Aim: How many lines in the rows below contain the string "floor"? Case counts, so reply with only the number.

Extracted records:
** START **
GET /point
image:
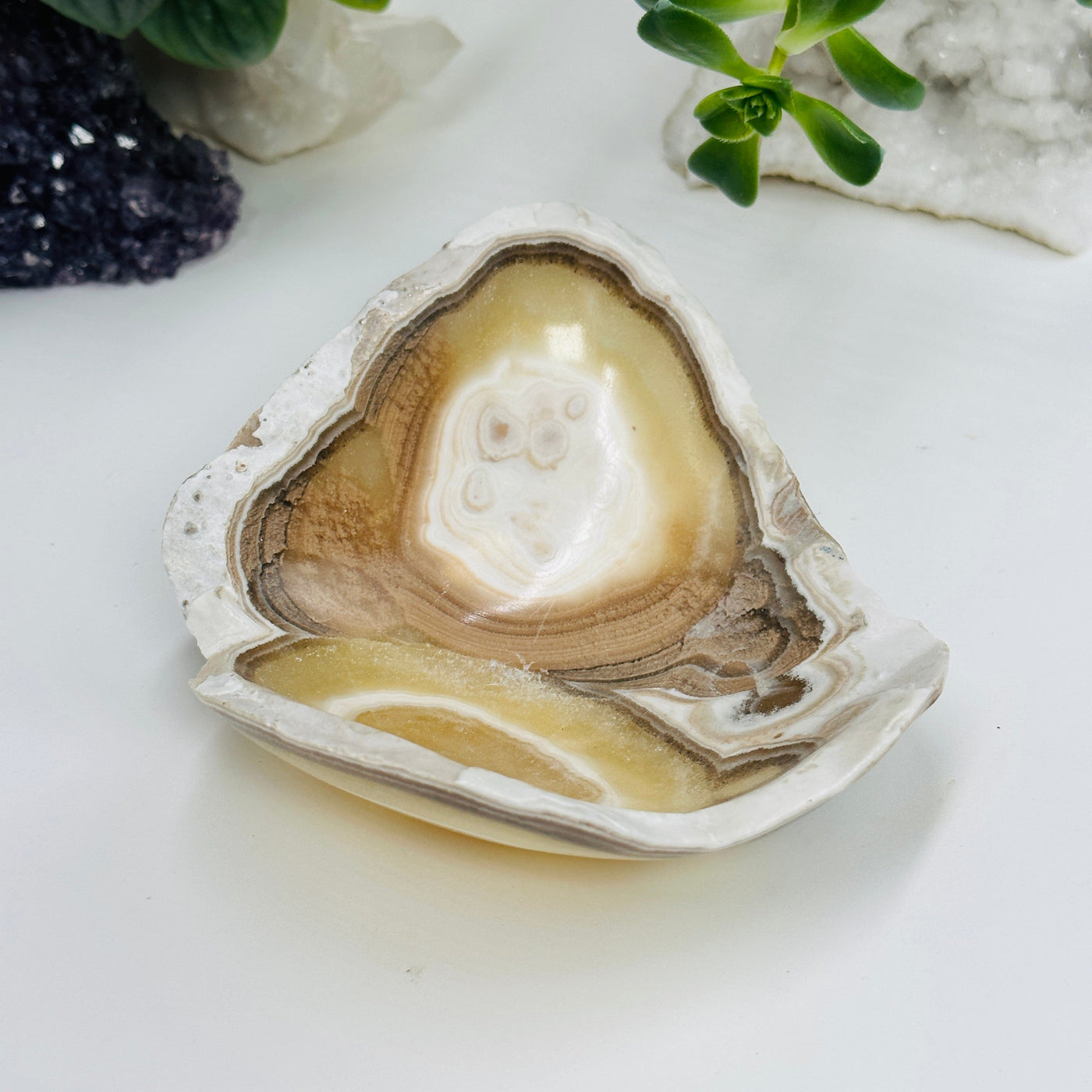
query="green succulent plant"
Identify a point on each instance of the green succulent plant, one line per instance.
(220, 34)
(739, 117)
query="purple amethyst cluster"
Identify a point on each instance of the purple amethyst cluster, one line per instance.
(93, 183)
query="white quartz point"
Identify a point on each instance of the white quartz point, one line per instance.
(1004, 136)
(335, 71)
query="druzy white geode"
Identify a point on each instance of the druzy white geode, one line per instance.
(515, 553)
(1004, 136)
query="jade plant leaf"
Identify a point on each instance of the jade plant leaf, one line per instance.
(734, 112)
(808, 22)
(871, 76)
(732, 166)
(848, 150)
(220, 34)
(116, 18)
(695, 40)
(725, 11)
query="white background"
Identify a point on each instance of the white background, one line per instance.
(182, 911)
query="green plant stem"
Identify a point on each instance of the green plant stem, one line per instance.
(778, 57)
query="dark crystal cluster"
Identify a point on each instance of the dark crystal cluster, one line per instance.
(93, 183)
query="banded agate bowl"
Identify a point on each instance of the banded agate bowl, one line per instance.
(516, 554)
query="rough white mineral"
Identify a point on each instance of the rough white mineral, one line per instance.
(1004, 136)
(332, 73)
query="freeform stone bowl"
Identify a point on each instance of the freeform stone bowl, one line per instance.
(516, 554)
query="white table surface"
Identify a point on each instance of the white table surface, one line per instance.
(182, 911)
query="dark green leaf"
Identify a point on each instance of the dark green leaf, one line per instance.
(849, 151)
(695, 40)
(729, 11)
(810, 21)
(216, 33)
(117, 18)
(731, 166)
(871, 76)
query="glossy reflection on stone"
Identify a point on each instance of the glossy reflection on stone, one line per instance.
(533, 477)
(513, 722)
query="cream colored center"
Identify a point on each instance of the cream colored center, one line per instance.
(537, 486)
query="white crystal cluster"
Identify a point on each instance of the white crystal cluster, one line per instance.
(1004, 136)
(333, 71)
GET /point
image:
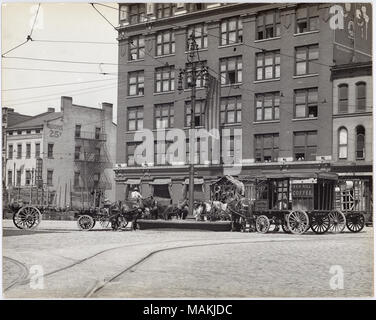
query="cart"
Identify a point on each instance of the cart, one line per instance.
(299, 201)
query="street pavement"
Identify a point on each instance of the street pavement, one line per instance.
(183, 264)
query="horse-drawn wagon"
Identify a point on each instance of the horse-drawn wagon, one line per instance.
(299, 201)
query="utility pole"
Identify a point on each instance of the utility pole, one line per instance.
(194, 74)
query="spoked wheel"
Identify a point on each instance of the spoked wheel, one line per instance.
(274, 228)
(85, 222)
(27, 218)
(355, 222)
(298, 222)
(320, 223)
(262, 224)
(105, 221)
(337, 221)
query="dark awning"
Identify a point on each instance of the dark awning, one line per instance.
(197, 181)
(161, 181)
(133, 181)
(300, 175)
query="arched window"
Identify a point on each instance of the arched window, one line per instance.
(360, 142)
(361, 96)
(342, 143)
(343, 98)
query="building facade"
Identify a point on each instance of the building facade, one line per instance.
(63, 157)
(353, 134)
(273, 66)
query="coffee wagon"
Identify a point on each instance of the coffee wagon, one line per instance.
(299, 201)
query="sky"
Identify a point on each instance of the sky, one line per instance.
(58, 22)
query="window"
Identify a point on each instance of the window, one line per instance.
(97, 133)
(231, 110)
(200, 80)
(268, 25)
(165, 79)
(360, 142)
(266, 147)
(131, 147)
(136, 47)
(27, 177)
(37, 150)
(199, 113)
(19, 151)
(165, 10)
(77, 152)
(361, 96)
(10, 177)
(307, 18)
(50, 150)
(342, 143)
(49, 177)
(164, 116)
(136, 13)
(231, 31)
(267, 106)
(136, 83)
(306, 59)
(18, 181)
(231, 70)
(165, 42)
(135, 118)
(305, 145)
(343, 98)
(28, 150)
(193, 7)
(200, 32)
(197, 151)
(76, 180)
(306, 103)
(268, 65)
(161, 155)
(77, 131)
(10, 151)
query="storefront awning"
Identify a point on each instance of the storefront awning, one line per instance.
(133, 181)
(197, 181)
(161, 181)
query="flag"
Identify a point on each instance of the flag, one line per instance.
(212, 104)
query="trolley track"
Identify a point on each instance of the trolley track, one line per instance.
(22, 276)
(99, 285)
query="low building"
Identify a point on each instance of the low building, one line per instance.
(64, 158)
(353, 134)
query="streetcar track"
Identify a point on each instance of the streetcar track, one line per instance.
(104, 283)
(22, 277)
(20, 282)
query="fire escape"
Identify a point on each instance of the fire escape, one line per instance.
(91, 159)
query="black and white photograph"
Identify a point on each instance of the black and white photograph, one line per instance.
(193, 150)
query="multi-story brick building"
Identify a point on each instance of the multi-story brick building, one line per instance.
(65, 155)
(273, 63)
(353, 134)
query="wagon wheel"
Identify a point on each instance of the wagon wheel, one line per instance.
(298, 222)
(27, 218)
(104, 221)
(274, 228)
(85, 222)
(320, 223)
(355, 222)
(337, 221)
(262, 224)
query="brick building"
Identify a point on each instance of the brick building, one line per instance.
(353, 134)
(273, 63)
(62, 156)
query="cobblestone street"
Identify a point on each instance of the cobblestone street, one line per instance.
(161, 263)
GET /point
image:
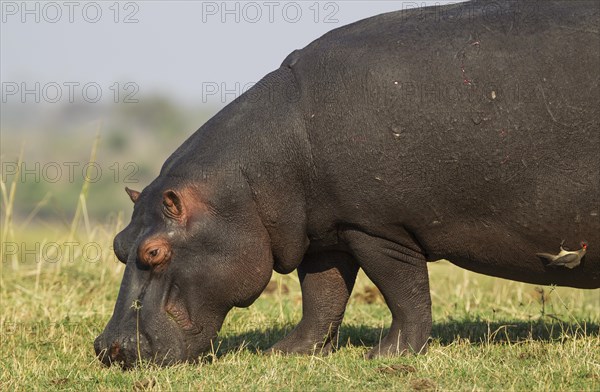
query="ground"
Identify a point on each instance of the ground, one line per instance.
(488, 334)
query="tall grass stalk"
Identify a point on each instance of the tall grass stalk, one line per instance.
(81, 203)
(8, 200)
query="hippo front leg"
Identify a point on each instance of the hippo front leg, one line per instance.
(400, 274)
(326, 280)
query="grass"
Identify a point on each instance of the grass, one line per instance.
(488, 333)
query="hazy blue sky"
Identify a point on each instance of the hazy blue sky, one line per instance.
(172, 47)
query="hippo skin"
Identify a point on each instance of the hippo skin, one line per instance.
(468, 132)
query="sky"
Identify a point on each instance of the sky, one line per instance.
(191, 51)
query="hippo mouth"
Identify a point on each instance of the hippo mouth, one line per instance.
(177, 312)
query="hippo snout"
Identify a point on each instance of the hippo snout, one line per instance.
(124, 351)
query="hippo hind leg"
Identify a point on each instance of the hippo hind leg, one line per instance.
(401, 276)
(326, 280)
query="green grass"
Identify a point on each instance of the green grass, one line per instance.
(488, 333)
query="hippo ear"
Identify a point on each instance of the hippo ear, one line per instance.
(173, 207)
(133, 195)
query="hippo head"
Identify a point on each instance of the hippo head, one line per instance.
(191, 255)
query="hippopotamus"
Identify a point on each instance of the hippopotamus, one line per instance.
(468, 132)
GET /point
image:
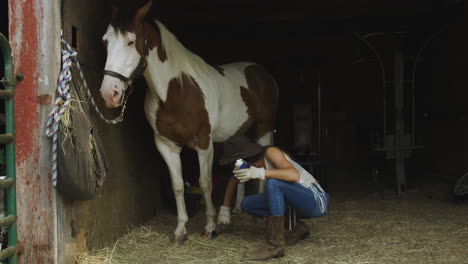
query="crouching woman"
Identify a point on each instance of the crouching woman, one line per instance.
(287, 184)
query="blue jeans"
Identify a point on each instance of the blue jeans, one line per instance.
(280, 193)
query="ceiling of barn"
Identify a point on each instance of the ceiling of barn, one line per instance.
(247, 11)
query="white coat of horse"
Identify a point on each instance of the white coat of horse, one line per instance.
(188, 102)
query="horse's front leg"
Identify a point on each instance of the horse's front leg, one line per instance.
(205, 159)
(171, 155)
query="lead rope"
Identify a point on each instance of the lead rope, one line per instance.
(63, 100)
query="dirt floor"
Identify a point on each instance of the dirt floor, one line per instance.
(358, 229)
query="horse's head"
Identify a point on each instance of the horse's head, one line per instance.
(126, 54)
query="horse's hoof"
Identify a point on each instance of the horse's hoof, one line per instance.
(181, 239)
(209, 235)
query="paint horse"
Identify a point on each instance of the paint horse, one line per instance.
(188, 102)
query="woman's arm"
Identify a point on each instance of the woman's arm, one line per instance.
(284, 169)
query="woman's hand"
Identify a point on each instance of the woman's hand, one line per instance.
(249, 174)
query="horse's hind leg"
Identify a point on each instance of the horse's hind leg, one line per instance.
(171, 155)
(266, 140)
(205, 159)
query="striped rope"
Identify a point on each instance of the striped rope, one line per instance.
(63, 100)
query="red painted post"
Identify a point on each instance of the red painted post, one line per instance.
(36, 212)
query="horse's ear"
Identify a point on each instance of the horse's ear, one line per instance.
(115, 12)
(143, 11)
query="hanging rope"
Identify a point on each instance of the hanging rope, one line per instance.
(63, 100)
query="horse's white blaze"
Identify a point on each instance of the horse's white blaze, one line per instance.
(122, 58)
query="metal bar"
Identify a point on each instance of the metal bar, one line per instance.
(6, 94)
(399, 122)
(413, 80)
(6, 138)
(10, 148)
(7, 183)
(319, 115)
(384, 79)
(7, 221)
(8, 252)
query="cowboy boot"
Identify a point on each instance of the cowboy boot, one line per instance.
(275, 243)
(299, 232)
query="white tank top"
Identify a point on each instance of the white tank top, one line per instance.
(307, 180)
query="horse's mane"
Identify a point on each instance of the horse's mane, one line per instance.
(183, 60)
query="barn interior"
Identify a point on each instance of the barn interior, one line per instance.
(372, 97)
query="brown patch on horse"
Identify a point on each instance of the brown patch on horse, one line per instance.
** END **
Solution: 2